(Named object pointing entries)
———

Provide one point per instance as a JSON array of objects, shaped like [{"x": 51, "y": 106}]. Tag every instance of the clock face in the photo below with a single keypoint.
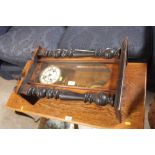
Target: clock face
[{"x": 50, "y": 75}]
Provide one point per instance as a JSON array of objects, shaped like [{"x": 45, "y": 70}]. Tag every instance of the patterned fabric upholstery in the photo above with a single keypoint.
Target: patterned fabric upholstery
[{"x": 17, "y": 44}]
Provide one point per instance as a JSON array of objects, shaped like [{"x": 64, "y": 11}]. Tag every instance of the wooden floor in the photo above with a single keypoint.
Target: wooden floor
[{"x": 91, "y": 115}]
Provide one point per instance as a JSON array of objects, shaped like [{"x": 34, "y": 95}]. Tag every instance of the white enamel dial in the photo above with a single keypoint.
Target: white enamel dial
[{"x": 50, "y": 75}]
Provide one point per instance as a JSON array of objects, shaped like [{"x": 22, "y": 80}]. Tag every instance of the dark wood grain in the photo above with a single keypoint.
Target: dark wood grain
[{"x": 132, "y": 109}]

———

INSTRUCTIONS TO FOLLOW |
Repeat the lines above exactly, and keep every picture out.

TASK RESULT |
Provide one point per instance as a JSON array of objects, shaped like [{"x": 51, "y": 106}]. Tag every instance of the clock face in the photo below with a single keypoint.
Target: clock face
[{"x": 50, "y": 75}]
Provide one point per instance as a JSON array of objects, shaped like [{"x": 45, "y": 70}]. Tag every instance of the patterned fabric upholstery in the photo above with a single keypoint.
Target: patterned fabric upholstery
[{"x": 17, "y": 44}]
Provide one point per instance as a JSON array of objects, shaped like [{"x": 64, "y": 11}]. Tag every instance of the wooden floor in the photo above with a single keypoint.
Target: wooden floor
[{"x": 91, "y": 115}]
Provide one point per instance as a JSON array of objects, shaped like [{"x": 34, "y": 95}]. Tag every instance of the white enamel dial in the photo above with a single keypoint.
Target: white enamel dial
[{"x": 50, "y": 75}]
Provide one point per instance as a JSON array of objects, shaped like [{"x": 22, "y": 80}]. Tag every instance of the dark wood grain in the photo above with a single keypoint.
Target: dark wood grain
[{"x": 132, "y": 109}]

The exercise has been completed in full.